* WORK TO COMPLETE
Count the lines in the entries below that contain the word "building". Reply with that number alone.

* DATA RECORDS

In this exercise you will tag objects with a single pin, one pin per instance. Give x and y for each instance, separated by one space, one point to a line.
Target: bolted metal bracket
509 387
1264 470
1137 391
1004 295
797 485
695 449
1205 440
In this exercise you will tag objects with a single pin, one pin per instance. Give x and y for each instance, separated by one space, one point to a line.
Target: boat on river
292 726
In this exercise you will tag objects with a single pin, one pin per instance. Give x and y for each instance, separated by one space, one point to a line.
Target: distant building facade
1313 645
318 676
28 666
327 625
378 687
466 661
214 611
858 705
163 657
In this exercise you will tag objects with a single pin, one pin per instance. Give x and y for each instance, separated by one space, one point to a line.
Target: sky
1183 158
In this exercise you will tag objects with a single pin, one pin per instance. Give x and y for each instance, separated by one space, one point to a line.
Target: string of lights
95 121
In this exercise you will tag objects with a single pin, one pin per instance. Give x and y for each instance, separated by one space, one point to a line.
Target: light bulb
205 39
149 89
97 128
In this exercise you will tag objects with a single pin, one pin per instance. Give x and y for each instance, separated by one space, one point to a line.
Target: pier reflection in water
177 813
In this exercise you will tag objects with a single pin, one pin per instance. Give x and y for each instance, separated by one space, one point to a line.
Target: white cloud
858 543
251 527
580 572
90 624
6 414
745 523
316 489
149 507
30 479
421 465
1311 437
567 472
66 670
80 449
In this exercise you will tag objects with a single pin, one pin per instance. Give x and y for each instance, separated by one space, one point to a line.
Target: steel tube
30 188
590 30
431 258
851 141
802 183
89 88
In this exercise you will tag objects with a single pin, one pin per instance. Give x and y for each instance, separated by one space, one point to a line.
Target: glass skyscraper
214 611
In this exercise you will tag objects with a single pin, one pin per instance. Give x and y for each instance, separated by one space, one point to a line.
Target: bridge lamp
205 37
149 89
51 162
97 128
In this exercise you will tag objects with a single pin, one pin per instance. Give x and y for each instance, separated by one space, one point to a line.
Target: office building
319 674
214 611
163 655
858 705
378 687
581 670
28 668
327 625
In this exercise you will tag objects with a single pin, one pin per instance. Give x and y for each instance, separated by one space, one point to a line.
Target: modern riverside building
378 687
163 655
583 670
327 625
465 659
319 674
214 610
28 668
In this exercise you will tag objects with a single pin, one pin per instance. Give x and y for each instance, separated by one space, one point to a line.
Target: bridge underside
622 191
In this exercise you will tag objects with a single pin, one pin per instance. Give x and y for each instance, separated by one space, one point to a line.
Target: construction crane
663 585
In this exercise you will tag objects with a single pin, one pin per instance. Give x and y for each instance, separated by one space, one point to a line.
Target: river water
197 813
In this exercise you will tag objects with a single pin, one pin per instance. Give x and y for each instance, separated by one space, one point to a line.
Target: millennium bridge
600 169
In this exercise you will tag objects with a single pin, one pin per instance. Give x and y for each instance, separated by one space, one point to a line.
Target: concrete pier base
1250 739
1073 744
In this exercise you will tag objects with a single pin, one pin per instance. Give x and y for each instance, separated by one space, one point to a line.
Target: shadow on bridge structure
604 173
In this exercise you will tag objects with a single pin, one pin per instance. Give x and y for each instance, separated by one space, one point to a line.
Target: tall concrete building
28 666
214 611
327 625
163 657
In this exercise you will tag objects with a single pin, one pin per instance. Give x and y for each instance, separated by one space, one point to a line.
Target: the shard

--

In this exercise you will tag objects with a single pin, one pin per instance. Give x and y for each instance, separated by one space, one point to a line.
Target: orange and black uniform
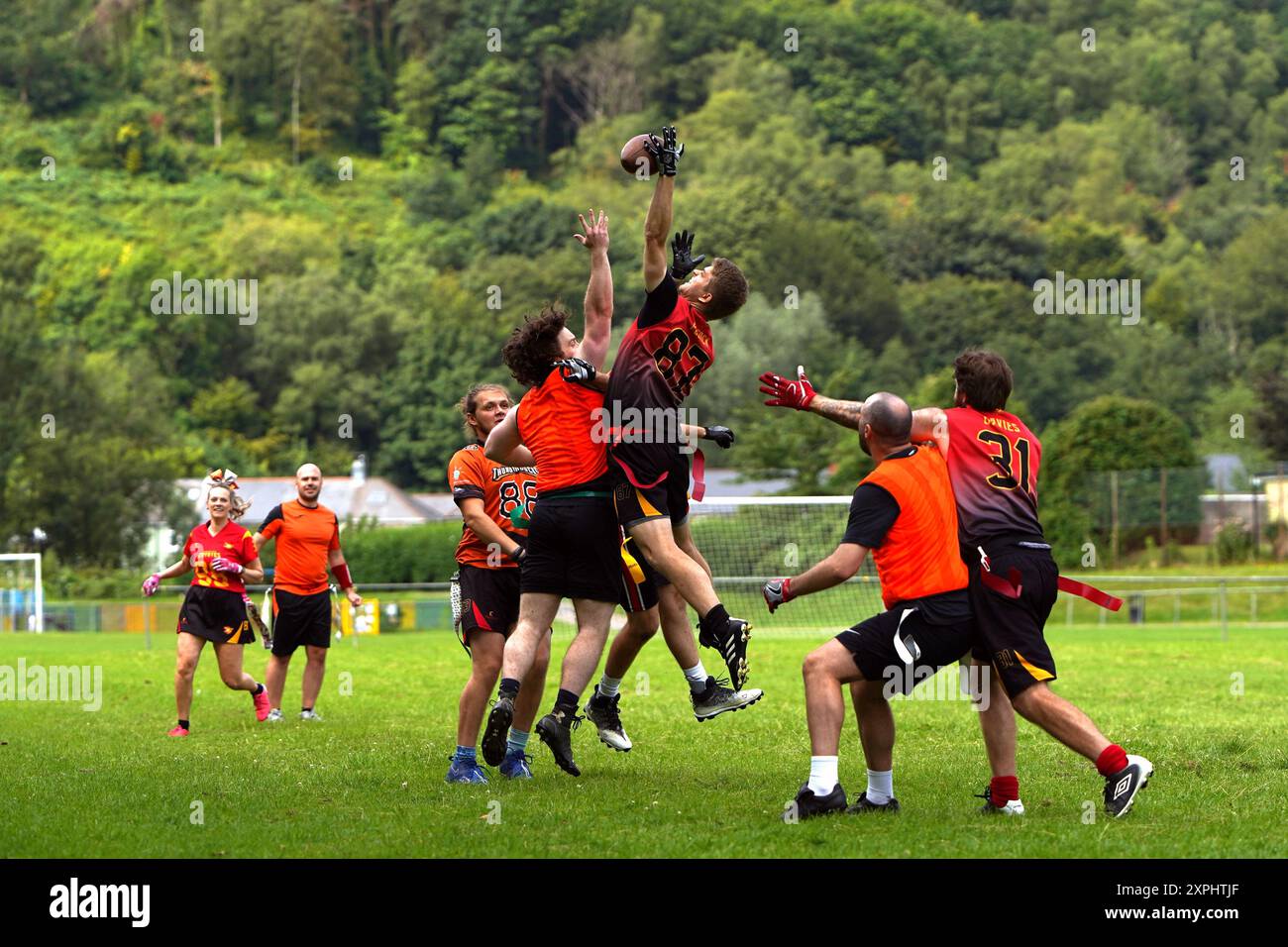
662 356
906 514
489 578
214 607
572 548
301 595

* EXERCISE RESULT
4